Turn the material below into a numbered list with blank lines omitted, starting at its first line and stopping after the line that contains "145,97,249,168". Keep the pictures out of your answer.

-- Begin Input records --

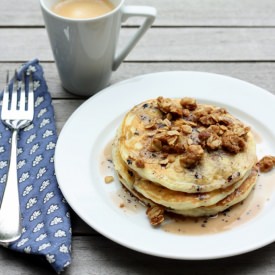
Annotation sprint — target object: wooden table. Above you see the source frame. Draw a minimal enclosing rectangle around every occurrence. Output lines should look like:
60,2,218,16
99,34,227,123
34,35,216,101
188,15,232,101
0,0,275,275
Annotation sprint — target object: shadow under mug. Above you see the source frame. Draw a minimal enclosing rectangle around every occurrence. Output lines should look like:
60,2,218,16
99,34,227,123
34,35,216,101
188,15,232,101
40,0,156,96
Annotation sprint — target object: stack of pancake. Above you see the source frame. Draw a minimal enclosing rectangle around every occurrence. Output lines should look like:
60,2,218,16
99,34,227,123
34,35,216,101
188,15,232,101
112,97,258,225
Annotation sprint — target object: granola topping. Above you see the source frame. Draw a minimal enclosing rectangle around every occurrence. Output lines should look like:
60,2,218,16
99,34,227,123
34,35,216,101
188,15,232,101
257,156,275,173
141,97,250,168
146,205,164,226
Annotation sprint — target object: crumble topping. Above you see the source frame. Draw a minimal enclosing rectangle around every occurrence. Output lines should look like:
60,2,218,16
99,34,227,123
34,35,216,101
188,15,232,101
141,96,250,168
257,156,275,173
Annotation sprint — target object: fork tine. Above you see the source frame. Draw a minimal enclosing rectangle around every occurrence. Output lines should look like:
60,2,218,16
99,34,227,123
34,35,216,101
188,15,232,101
19,73,26,110
2,71,10,110
28,74,34,115
11,70,19,110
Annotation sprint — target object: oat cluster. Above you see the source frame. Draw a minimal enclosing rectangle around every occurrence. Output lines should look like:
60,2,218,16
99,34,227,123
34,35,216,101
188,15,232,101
145,97,249,168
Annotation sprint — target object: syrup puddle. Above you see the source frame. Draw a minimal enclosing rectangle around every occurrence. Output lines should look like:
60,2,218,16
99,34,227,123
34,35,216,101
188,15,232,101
160,173,275,235
100,133,275,235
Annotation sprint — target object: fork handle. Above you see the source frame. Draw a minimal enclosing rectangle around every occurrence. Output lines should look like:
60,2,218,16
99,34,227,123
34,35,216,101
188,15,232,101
0,129,22,243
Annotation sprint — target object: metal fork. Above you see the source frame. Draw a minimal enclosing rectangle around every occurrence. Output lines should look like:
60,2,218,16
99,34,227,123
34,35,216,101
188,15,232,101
0,71,34,243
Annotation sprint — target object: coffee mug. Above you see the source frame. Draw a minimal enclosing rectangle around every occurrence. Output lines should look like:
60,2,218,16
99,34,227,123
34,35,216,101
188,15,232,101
40,0,156,96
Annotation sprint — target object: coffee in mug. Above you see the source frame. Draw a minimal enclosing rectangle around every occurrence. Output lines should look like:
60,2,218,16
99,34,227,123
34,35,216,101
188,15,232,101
52,0,115,19
40,0,156,96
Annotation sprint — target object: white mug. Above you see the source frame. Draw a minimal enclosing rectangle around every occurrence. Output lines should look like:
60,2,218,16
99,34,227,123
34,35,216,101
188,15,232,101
40,0,156,96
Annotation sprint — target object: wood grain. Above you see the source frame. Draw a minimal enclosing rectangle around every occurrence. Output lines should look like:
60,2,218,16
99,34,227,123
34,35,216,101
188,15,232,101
0,61,275,98
0,28,275,62
0,235,275,275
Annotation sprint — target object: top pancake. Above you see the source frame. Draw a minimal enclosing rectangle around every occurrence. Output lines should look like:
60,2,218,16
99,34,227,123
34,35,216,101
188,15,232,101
118,97,256,193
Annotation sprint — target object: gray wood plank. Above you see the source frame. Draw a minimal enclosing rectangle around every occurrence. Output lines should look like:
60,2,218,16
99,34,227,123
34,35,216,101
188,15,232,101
0,28,275,62
0,235,275,275
0,0,275,26
0,62,275,99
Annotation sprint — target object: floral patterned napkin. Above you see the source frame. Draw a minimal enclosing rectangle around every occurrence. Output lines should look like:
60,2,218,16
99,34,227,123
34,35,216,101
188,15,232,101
0,60,71,273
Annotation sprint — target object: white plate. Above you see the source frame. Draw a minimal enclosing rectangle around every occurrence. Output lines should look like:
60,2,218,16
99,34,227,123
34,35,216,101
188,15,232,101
55,72,275,259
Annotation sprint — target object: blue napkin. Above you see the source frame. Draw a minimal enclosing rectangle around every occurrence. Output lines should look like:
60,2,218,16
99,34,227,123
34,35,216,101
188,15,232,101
0,60,71,273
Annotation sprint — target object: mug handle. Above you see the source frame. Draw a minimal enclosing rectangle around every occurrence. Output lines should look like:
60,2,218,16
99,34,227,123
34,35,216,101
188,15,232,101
112,6,157,71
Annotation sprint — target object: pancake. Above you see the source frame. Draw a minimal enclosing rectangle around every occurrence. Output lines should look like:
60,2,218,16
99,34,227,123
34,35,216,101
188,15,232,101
112,134,250,210
118,98,256,193
171,168,258,217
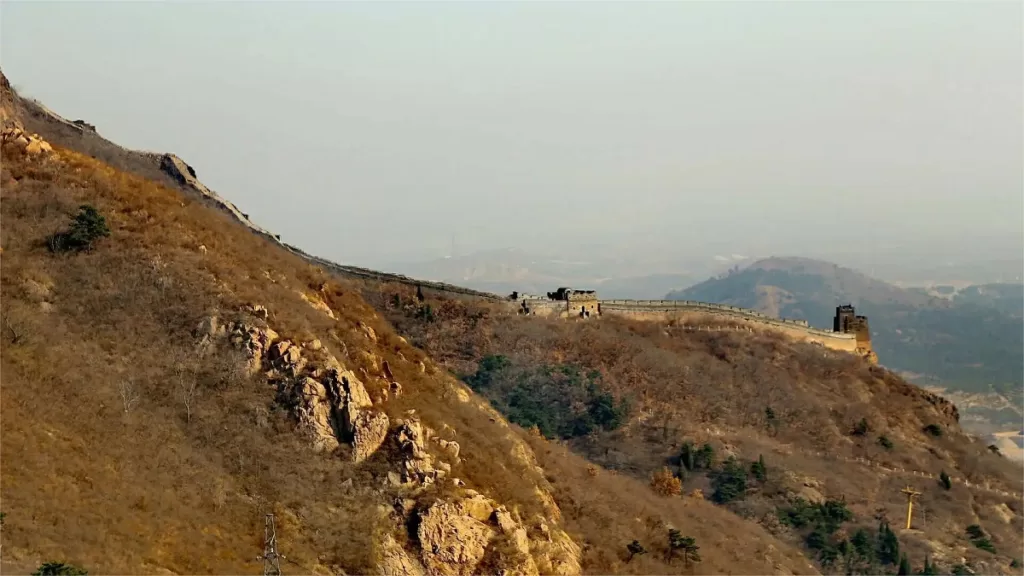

-- End Input records --

Answer:
1. Annotation sprint — target object: wooden table. Above you see the source frame. Draw a minimal enclosing rectangle around every occurrence. Output lines should look like:
2. 60,2,218,16
3. 99,34,227,123
4. 34,35,216,101
5. 188,15,232,101
6. 0,0,275,275
7. Annotation sprint — target object: shadow under mug. Above you see the source frame. Draw a minimal enclosing rectangle around every occurrence. Output lines should look like:
8. 60,2,218,16
9. 99,34,227,123
10. 34,35,216,101
11. 188,15,232,101
12. 40,0,156,96
13. Annotation sprint — target object: stack of pancake. Above you see the source frame. Draw a minimal enclosing rectangle around every occurrence. Output lines should look like:
14. 60,2,218,16
15. 99,34,227,123
16. 34,35,216,101
17. 188,15,232,101
18. 112,97,258,225
19. Annotation sprint — target object: granola topping. Above you see the source frame. Draw a minimal enclosing rectangle around every occurrence. Output lines should look like:
20. 60,2,218,16
21. 99,34,227,123
22. 34,35,216,101
23. 188,15,232,101
24. 257,156,275,173
25. 141,97,250,168
26. 146,205,164,226
27. Annotation sprint — target object: crumble topping. Above you see the source frame. Draw a minimal enclosing rectangle around every occurrence. Output lines should look like:
28. 60,2,218,16
29. 99,34,227,123
30. 34,35,216,101
31. 188,15,232,101
32. 141,96,250,168
33. 257,156,275,173
34. Annotation sprint — target object: fork tine. Above you see the source frame. Draw a minimal enclosing rectangle around every occurrence. Output lines should look like:
35. 60,2,218,16
36. 99,34,227,123
37. 34,35,216,101
38. 188,15,232,101
39. 19,73,26,110
40. 2,71,10,110
41. 28,74,34,115
42. 11,70,19,110
43. Annotation sprint — target object: oat cluster. Above you see the source frame. Draw a minimal enclosing rectangle around every occurrence. Output lines should look like:
44. 60,2,218,16
45. 99,34,227,123
46. 34,35,216,101
47. 188,15,232,101
48. 145,97,249,168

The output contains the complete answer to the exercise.